III. Succès, style et composition de la pièce

   Je reviens à Polyeucte, dont le succès a été très heureux. Le style n’en est pas si fort ni si majestueux que celui de Cinna et de Pompée[1], mais il y a quelque chose de plus touchant, et les tendresses de l’amour humain y font un si agréable mélange avec la fermeté du divin, que sa représentation a satisfait tout ensemble les dévots et les gens du monde. À mon gré, je n’ai point fait de pièce où l’ordre du théâtre soit plus beau et l’enchaînement des scènes mieux ménagé. L’unité d’action, et celles du jour et du lieu, y ont leur justesse ; et les scrupules qui peuvent naître touchant ces deux dernières se dissiperont aisément, pour peu qu’on me veuille prêter de cette faveur que l’auditeur nous doit toujours, quand l’occasion s’en offre, en reconnaissance de la peine que nous avons prise à le divertir.   

 

[1] L’Examen de Polyeucte est de 1660, postérieur à la tragédie de Pompée (1644).

IV. L’unité de temps

   Il est hors de doute que si nous appliquons ce poème à nos coutumes, le sacrifice se fait trop tôt après la venue de Sévère ; et cette précipitation sortira du vraisemblable par[1] la nécessité d’obéir à la règle. Quand le roi envoie ses ordres dans les villes pour y faire rendre des actions de grâces pour ses victoires, ou pour d’autres bénédictions qu’il reçoit du ciel, on ne les exécute pas dès le jour même ; mais aussi il faut du temps pour assembler le clergé, les magistrats et les corps de ville, et c’est ce qui en fait différer l’exécution. Nos acteurs n’avaient ici aucune de ces assemblées à faire.

   Il suffisait de la présence de Sévère et de Félix, et du ministère du grand prêtre ; ainsi nous n’avons eu aucun besoin de remettre ce sacrifice en un autre jour. D’ailleurs, comme Félix craignait ce favori, qu’il croyait irrité du mariage de sa fille, il était bien aise de lui donner le moins d’occasion de tarder qu’il lui était possible, et de tâcher, durant son peu de séjour, à[2]son esprit par une prompte complaisance, et montrer tout ensemble une impatience d’obéir aux volontés de l’Empereur.     

 

[1] Par suite de.

[2] Tâcher à se disait alors plus fréquemment que tâcher de. Il marque mieux le but de l’effort.

V. L’unité de lieu

   L’autre scrupule regarde l’unité de lieu, qui est assez exacte, puisque tout s’y passe dans une salle ou antichambre commune aux appartements de Félix et de sa fille. Il semble que la bienséance y soit un peu forcée pour conserver cette unité au second acte en ce que Pauline vient jusque dans cette antichambre pour trouver Sévère, dont elle devrait attendre la visite dans son cabinet[1]. A qui je réponds qu’elle a eu deux raisons de venir au-devant de lui : l’une, pour aire plus d’honneur à un homme dont son père redoutait l’indignation, et qu’il lui avait commandé d’adoucir en a faveur ; l’autre, pour rompre aisément la conversation avec lui, en se retirant dans ce cabinet, s’il ne voulait pas la quitter à sa prière, et se délivrer, par cette retraite, d’un entretien dangereux pour elles, ce qu’elle n’eût pu faire, si elle eût reçu sa visite dans son appartement.

=== DONNÉES SOURCES ===
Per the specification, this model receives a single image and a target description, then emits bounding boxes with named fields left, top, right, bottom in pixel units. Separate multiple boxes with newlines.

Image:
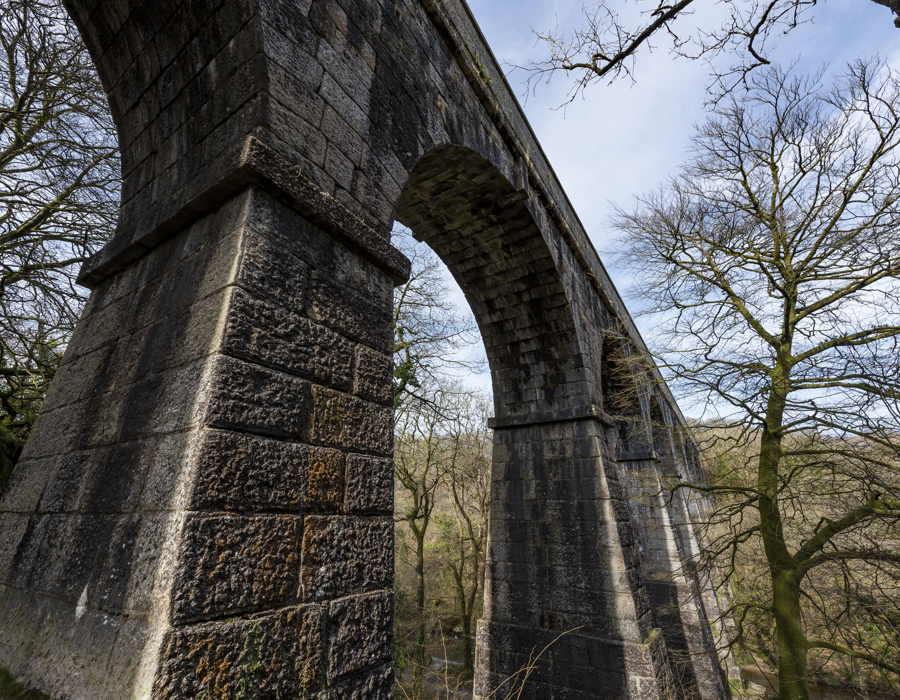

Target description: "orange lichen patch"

=== CONSIGNES ===
1/ Relevez tous les titres de pièces de théâtre nommés dans le texte sur Polyeucte.
2/ D'après le texte sur Polyeucte, en quel lieu toute l'action se passe-t-elle ?
3/ Poursuivez, s'il vous plaît, le texte sur Polyeucte à la suite de sa dernière phrase.

=== RÉPONSES ===
1/ Polyeucte, Cinna, Pompée

2/ Dans une salle ou antichambre commune aux appartements de Félix et de sa fille.

3/
 

[1] « Lieu le plus retiré du Palais » (Académie) et aussi : « Petit lieu retiré où l’on étudie et où l’on serre ce que l’on a de plus précieux. » (Furetière).

VI. La confidence de Pauline avec Stratonice

   Sa confidence avec Stratonice, touchant l’amour qu’elle avait eu pour ce cavalier me fait faire une réflexion sur le temps qu’elle prend pour cela. Il s’en fait beaucoup sur nos théâtres, d’affections qui ont déjà duré deux ou trois ans, dont on attend à révéler le secret jusqu’au jour de l’action qui se présente, et non seulement sans aucune raison de choisir ce jour-là plutôt qu’un autre pour le déclarer, mais lors même que vraisemblablement on s’en est dû ouvrir beaucoup auparavant avec la personne à qui on en fait confidence. Ce sont choses dont il faut instruire le spectateur en les faisant apprendre par un des acteurs à l’autre ; mais il faut prendre garde avec soin que celui à qui on les apprend ait eu lieu de les ignorer jusque-là aussi bien que le spectateur, et que quelque occasion tirée du sujet oblige celui qui les récite à rompre enfin un silence qu’il a gardé longtemps. L’infante, dans le Cid, avoue à Léonor l’amour secret qu’elle a pour lui, et l’aurait pu faire un an ou six mois plus tôt. Cléopâtre, dans Pompée, ne prend pas des mesures plus justes avec Charmion ; elle lui conte la passion de César pour elle, et comme « Chaque jour ses courriers / Lui portent en tribut ses vœux et ses lauriers. »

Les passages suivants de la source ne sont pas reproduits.